■ **Goal**
Reproduce the material from the line containing "Question. Provide a point on each instance of the arched" down to the line containing "x=106, y=254", swapping "arched window" for "bay window" and keeping everything else the same.

■ **Data supplied**

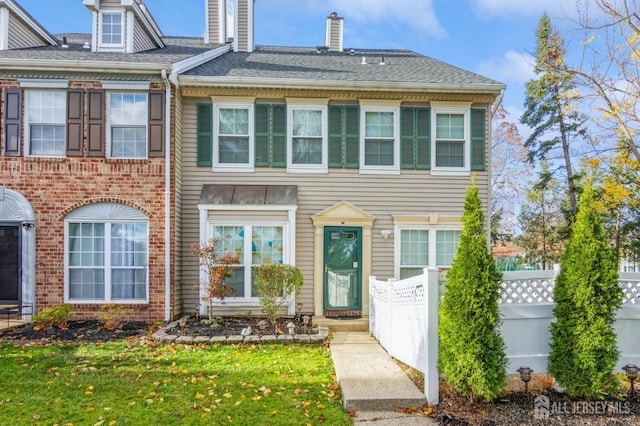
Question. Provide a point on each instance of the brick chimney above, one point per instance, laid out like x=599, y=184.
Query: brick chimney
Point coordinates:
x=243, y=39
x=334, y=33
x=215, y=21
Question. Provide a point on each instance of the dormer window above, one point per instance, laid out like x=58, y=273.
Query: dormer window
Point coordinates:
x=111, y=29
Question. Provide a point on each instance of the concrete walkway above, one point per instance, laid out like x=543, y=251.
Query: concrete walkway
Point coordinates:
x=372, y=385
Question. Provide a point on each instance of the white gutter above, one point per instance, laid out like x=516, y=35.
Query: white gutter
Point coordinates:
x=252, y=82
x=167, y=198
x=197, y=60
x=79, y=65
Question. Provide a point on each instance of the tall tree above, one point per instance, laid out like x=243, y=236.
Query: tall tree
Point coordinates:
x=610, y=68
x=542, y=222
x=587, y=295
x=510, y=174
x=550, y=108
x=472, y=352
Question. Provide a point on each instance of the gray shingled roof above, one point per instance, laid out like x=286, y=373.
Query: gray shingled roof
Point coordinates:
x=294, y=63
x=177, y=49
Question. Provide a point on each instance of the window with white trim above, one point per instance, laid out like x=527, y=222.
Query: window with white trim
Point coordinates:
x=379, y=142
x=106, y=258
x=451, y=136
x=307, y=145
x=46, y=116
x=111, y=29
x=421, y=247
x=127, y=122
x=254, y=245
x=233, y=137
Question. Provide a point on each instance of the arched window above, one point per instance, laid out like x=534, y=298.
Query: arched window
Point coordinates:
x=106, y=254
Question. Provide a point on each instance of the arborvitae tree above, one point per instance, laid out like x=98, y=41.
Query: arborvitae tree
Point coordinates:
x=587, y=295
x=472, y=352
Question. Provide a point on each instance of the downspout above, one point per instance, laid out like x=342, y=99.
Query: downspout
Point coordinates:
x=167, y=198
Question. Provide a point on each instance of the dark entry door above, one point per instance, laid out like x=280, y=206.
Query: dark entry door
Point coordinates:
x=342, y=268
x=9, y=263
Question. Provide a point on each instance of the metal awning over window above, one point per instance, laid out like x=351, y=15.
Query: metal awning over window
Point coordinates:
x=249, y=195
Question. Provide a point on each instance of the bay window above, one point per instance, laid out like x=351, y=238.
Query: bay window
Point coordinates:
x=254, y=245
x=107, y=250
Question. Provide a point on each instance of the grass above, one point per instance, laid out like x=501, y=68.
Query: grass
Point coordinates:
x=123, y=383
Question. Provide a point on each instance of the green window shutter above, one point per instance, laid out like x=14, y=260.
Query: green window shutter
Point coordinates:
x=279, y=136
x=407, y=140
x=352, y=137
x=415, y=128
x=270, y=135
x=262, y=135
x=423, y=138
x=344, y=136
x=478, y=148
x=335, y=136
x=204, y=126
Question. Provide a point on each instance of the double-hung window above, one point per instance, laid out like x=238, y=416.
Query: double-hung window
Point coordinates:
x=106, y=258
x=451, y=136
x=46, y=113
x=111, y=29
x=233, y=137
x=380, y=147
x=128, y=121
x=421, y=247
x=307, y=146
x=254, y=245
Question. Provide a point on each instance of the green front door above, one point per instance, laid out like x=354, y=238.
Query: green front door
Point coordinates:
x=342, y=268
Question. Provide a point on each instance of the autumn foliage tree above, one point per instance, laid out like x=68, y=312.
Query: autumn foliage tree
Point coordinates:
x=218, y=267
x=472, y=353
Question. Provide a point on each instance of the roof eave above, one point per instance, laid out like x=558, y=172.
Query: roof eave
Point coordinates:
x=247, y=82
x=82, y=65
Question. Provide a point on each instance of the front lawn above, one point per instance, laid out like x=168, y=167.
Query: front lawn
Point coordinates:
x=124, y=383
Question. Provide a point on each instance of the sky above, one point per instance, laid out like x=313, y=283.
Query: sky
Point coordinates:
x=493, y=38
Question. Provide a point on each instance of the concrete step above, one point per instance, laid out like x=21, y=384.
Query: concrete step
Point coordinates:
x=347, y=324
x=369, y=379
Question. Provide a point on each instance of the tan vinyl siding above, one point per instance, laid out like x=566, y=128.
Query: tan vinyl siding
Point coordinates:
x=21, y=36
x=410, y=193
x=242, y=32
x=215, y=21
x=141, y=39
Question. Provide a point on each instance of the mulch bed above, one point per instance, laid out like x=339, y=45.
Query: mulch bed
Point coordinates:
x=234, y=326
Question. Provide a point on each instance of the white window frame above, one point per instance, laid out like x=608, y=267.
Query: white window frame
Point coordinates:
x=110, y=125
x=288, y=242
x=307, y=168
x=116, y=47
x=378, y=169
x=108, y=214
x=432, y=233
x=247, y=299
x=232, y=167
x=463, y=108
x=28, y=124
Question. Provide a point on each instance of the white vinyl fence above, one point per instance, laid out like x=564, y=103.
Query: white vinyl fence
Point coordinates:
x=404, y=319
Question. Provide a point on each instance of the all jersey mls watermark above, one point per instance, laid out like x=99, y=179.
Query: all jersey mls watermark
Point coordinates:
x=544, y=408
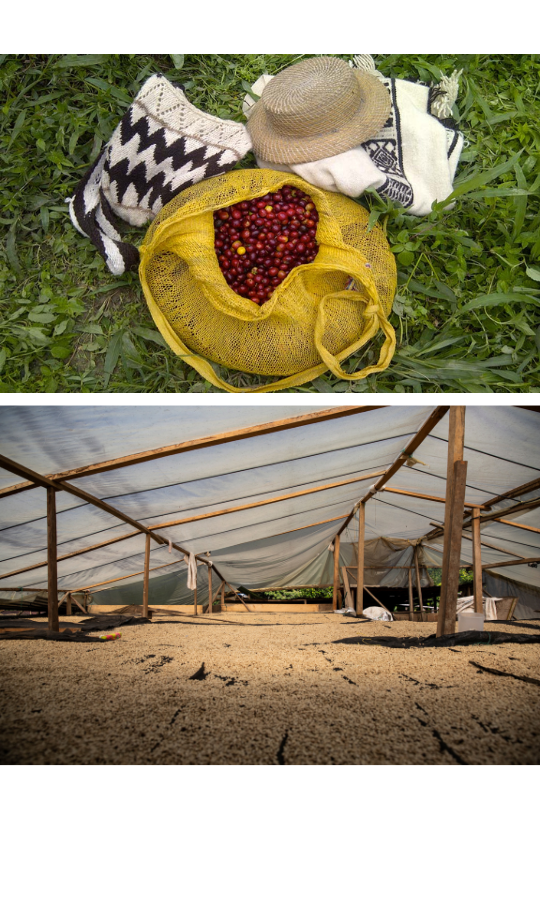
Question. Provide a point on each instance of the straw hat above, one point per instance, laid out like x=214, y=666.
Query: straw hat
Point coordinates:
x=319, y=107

--

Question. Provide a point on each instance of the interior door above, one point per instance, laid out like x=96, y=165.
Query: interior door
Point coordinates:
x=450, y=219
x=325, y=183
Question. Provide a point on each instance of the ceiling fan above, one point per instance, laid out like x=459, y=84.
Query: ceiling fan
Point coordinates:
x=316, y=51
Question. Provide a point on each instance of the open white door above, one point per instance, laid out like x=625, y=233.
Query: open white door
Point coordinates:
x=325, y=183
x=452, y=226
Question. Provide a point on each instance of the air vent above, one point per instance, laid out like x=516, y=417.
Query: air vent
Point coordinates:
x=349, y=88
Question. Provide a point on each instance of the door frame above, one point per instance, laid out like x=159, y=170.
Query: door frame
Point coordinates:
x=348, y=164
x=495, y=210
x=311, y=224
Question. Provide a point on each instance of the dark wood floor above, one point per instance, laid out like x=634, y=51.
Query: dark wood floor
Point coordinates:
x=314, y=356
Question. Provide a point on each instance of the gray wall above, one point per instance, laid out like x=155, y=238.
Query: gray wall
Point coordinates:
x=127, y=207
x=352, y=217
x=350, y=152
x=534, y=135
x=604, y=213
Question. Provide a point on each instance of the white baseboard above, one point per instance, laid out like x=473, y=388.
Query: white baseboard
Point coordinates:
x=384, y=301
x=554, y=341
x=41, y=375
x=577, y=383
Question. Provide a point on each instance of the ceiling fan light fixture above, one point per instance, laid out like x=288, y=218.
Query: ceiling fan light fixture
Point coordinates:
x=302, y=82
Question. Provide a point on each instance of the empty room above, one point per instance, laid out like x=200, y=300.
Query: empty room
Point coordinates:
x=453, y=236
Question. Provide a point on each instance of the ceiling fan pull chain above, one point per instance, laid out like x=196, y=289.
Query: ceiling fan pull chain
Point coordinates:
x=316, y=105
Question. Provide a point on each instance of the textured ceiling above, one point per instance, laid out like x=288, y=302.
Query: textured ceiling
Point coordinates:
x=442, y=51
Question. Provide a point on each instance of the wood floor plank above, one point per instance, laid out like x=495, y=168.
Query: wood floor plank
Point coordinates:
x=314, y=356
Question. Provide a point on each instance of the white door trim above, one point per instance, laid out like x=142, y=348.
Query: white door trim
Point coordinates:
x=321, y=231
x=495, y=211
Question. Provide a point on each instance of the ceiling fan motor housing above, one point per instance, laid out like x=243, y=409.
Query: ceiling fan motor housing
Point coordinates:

■ **Task solution**
Question. Provide a point on each instance of the bay window above, one point per instance, laid out like x=534, y=298.
Query: bay window
Point coordinates:
x=106, y=254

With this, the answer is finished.